» WORK REQUEST: Under this task are some entries; return every one of them exactly.

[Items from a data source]
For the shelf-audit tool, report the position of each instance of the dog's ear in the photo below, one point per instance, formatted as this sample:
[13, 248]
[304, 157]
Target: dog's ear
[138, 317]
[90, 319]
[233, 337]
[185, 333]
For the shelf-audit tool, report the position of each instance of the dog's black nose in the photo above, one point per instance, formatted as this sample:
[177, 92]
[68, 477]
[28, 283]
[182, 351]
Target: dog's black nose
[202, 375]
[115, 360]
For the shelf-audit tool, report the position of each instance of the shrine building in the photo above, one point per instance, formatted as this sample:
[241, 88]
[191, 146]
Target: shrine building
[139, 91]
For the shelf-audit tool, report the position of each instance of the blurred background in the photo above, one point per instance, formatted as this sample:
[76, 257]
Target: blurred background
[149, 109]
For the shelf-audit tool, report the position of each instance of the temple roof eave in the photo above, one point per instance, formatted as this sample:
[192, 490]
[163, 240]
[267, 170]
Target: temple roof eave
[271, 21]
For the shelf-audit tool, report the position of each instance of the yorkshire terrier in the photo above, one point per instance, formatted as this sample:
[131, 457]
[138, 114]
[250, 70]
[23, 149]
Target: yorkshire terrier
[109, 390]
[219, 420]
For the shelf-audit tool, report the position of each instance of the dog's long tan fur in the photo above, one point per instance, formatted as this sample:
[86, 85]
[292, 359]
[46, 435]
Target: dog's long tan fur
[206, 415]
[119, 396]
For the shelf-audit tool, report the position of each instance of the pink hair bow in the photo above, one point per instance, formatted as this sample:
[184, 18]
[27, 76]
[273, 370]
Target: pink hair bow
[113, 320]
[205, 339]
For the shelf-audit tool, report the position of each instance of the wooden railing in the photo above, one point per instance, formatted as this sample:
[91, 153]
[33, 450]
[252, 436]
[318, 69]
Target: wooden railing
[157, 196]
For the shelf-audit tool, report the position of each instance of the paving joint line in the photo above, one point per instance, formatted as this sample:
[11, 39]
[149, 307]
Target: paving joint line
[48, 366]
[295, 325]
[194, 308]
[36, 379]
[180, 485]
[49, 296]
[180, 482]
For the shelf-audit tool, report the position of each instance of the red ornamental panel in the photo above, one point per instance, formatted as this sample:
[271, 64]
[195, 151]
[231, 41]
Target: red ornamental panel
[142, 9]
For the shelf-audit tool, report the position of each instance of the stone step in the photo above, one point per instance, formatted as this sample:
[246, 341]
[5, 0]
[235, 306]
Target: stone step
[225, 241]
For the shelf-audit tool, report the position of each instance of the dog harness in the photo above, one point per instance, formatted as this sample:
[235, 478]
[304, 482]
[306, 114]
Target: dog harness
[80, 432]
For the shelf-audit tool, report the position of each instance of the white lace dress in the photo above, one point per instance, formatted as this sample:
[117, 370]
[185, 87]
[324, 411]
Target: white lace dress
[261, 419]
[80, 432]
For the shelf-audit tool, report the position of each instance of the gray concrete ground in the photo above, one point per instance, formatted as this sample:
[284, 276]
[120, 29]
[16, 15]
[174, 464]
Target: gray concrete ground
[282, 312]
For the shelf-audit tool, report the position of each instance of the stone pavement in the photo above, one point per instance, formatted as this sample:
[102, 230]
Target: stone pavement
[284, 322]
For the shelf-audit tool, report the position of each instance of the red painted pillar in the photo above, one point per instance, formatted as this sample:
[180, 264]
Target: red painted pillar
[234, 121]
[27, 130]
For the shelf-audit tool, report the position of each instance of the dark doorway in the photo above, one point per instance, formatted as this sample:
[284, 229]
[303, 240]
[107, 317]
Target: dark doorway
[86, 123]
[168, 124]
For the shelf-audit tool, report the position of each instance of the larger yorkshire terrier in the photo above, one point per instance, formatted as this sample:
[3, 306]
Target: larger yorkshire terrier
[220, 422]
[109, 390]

» YOUR SOLUTION:
For the shelf-audit tool, report the position of each instance of the dog's ear in the photo below, one point per instance, formatted as this sample:
[13, 248]
[304, 157]
Target: dog's ear
[138, 317]
[90, 319]
[233, 337]
[185, 333]
For the shelf-audit tool, report the position of each instance of the dog's black nose in the photo above, one point per instance, formatted as this sample:
[177, 92]
[68, 477]
[28, 283]
[182, 351]
Target: dog's black nose
[202, 375]
[115, 360]
For the shelf-audit tool, report the position of each instance of the shrine building in the photo above, one point per instance, formatted as this sample:
[241, 88]
[191, 146]
Target: shrine building
[139, 91]
For the shelf-audit tool, report the position of each instance of the blurred background in the photo above, one point per instance, formatted as this sample:
[76, 257]
Target: blurred background
[149, 109]
For the shelf-audit tool, report the position of each instance of the temple roof eave in the photo above, one point per instance, formatted as this sample:
[192, 490]
[163, 240]
[267, 170]
Target: temple roof eave
[271, 21]
For the shelf-audit tool, report the position of each instance of the yorkshire terrier in the photo above, one point per instance, formatted as this sample:
[131, 457]
[138, 114]
[250, 70]
[23, 149]
Target: yorkshire terrier
[109, 390]
[219, 420]
For the shelf-audit tool, report the position of each instance of the dog's long tan fur in the photo above, one point per instance, formatted as this sample:
[86, 85]
[292, 359]
[46, 435]
Target: dog's long tan fur
[206, 415]
[119, 396]
For the shelf-audit tool, report the position of each instance of the pink hair bow in the photo above, one point per instance, formatted as this sample:
[184, 18]
[27, 76]
[273, 370]
Target: pink hair bow
[113, 320]
[205, 339]
For the shelf-audit tool, report the position of each instance of the wooden railing in the photo above, one point per instance, formatted as this sample:
[91, 153]
[33, 450]
[252, 436]
[318, 69]
Target: wooden railing
[157, 196]
For the shelf-audit tool, report the position of each instance of the paving joint line in the photo above, one point per instance, formatted as this sample:
[11, 39]
[149, 307]
Target: paving joint line
[48, 366]
[295, 325]
[194, 308]
[36, 379]
[180, 485]
[49, 296]
[180, 482]
For the shelf-audit tool, report the position of each instance of the red ornamental panel in the photo above, one point per instance, formatted as this sample:
[271, 64]
[195, 151]
[231, 41]
Target: red ornamental panel
[142, 9]
For the shelf-audit tool, report the position of each instance of the stone step in the photo above, one point per instance, formatted as this sample:
[246, 341]
[5, 0]
[235, 306]
Target: stone step
[225, 241]
For the shelf-audit tool, report the position of each instance of the dog harness in the photo above, one point per instance, formatted as this sample:
[235, 478]
[304, 482]
[306, 114]
Target: dog harness
[80, 432]
For the shelf-audit tool, report the position of each instance of the white lace dress in the photo above, one point per instance, formatted as this sample:
[117, 370]
[185, 87]
[324, 411]
Target: white lace dress
[261, 419]
[80, 432]
For the shelf-audit tool, report the position of each instance of the gray concrete ground in the photo above, one point per instance, formatted as this sample:
[284, 276]
[120, 29]
[16, 15]
[174, 464]
Target: gray concrete ground
[282, 312]
For the shelf-audit tool, report the position of each instance of the stone pavement in the photo above, one point per instance, formatted as this sample:
[102, 230]
Target: stone pavement
[284, 322]
For the shelf-audit tool, report the position of each instance of the red painted pillar in the photo above, one point per instance, formatted as this sample:
[180, 264]
Target: red painted pillar
[234, 121]
[27, 130]
For the shelf-audit tool, report the position of each instance of the dark doorway in the photo above, one point per instance, formatted as this sample:
[284, 229]
[303, 240]
[107, 317]
Target: dark doorway
[86, 123]
[168, 124]
For the shelf-audit tool, report the position of each instance of the larger yorkshire terrier in the photo above, one point per instance, formatted as this sample:
[3, 306]
Target: larger yorkshire terrier
[220, 422]
[109, 390]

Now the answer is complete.